**Data supplied**

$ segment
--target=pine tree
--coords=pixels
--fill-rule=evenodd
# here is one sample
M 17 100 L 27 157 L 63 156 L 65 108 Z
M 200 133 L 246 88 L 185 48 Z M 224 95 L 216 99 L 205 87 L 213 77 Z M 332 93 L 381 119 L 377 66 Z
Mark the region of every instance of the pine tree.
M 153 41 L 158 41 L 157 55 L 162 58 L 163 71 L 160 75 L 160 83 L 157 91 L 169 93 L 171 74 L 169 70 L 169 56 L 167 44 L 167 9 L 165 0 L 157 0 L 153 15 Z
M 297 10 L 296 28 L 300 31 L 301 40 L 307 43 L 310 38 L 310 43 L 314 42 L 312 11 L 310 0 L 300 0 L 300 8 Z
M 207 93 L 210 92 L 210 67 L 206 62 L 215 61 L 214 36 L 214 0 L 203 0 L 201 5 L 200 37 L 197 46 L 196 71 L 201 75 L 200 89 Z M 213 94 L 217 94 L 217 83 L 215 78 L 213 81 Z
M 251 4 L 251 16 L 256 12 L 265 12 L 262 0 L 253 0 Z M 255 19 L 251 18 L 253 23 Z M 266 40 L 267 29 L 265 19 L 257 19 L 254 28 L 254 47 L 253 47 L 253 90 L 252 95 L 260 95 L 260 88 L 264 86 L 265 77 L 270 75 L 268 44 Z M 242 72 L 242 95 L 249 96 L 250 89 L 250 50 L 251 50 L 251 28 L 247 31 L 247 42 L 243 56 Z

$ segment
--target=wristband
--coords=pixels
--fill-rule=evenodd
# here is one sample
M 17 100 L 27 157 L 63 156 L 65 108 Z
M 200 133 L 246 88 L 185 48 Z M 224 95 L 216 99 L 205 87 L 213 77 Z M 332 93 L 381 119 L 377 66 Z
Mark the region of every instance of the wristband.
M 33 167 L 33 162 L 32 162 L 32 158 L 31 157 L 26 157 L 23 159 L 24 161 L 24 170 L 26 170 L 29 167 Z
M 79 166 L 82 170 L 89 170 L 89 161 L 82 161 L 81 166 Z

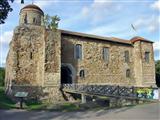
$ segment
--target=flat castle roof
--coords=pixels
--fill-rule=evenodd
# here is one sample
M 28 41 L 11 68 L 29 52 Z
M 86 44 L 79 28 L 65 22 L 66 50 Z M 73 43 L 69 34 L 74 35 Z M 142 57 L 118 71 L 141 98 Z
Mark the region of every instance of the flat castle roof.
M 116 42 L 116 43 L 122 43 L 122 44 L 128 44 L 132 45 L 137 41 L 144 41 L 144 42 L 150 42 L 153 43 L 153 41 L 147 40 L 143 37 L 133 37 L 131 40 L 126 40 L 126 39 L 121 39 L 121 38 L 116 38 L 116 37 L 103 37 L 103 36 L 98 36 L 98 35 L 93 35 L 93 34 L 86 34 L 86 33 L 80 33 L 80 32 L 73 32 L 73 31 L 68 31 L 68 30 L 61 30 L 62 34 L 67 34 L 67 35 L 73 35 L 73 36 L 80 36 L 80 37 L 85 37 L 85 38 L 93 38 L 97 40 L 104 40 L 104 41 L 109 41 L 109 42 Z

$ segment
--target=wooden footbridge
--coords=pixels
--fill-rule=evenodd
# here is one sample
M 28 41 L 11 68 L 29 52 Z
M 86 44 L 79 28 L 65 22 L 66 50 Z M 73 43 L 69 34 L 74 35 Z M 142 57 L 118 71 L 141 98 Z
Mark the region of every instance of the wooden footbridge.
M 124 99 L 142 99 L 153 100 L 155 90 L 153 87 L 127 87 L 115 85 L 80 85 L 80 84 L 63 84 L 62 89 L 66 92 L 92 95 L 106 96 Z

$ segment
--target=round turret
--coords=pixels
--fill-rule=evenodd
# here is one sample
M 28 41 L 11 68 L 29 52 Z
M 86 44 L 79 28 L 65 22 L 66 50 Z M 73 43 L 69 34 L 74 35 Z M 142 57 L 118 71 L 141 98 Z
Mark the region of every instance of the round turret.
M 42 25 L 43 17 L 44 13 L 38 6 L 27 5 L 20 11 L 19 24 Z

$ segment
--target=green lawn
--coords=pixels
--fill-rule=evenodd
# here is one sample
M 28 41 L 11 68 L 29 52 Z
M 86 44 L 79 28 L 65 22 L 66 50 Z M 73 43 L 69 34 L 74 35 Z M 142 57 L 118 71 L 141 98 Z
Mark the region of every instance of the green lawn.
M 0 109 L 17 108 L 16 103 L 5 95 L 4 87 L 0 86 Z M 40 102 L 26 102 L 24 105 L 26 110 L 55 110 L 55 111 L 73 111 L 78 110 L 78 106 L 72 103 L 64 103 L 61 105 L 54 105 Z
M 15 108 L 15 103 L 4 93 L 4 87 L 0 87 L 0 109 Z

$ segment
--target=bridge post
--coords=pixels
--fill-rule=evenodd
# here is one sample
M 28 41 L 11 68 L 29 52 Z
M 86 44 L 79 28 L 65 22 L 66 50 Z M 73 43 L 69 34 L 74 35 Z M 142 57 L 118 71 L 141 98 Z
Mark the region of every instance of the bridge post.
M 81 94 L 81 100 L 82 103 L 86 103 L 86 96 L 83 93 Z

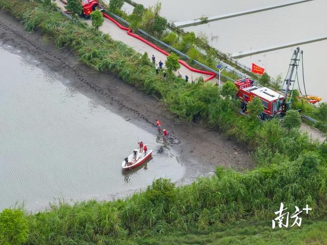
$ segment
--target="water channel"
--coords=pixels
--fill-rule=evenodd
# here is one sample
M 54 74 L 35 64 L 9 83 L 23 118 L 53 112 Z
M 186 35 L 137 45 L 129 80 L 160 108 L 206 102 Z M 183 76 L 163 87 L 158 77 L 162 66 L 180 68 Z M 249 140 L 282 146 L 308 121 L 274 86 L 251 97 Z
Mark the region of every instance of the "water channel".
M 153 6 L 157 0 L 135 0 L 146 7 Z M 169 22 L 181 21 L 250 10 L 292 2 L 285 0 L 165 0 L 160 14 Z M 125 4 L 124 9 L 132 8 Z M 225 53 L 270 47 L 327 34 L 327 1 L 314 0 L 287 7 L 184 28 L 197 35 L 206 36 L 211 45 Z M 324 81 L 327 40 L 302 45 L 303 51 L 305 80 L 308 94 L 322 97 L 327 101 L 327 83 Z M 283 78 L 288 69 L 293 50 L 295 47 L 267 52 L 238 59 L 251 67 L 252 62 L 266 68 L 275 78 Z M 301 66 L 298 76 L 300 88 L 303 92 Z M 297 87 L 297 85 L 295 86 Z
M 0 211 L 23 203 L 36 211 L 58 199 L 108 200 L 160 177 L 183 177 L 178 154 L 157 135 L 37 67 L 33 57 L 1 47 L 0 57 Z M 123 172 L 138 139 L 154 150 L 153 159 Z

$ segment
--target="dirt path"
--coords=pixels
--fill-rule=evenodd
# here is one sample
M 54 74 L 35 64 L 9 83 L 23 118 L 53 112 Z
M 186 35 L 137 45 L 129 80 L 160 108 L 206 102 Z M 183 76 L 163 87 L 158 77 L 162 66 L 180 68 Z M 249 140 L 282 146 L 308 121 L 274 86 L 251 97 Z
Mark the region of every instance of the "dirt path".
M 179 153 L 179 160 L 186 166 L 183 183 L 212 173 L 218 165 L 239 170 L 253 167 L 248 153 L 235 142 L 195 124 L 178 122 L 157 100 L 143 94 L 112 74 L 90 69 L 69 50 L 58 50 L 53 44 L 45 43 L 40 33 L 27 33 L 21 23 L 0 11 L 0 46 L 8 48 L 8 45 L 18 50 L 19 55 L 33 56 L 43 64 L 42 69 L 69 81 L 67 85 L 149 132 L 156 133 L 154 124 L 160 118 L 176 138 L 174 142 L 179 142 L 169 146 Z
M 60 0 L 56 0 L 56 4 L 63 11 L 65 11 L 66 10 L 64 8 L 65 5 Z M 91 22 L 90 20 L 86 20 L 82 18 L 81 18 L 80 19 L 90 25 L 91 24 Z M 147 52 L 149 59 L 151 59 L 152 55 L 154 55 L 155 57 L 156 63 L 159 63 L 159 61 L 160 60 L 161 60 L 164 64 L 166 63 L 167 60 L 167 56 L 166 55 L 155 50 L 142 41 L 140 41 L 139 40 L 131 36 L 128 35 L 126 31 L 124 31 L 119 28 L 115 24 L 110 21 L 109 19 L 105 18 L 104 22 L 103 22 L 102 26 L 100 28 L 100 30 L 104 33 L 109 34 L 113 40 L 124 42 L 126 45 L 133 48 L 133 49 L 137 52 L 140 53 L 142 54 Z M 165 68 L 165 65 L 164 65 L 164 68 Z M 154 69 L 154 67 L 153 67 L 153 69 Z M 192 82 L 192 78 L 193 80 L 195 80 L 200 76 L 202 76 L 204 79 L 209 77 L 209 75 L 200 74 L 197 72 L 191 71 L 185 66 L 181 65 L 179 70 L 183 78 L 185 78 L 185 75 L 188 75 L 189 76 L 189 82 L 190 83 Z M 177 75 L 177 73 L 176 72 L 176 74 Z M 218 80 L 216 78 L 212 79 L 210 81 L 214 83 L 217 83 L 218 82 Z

**Stated goal**
How many lines above contain the word "turret"? Give only the number.

**Finished exercise**
2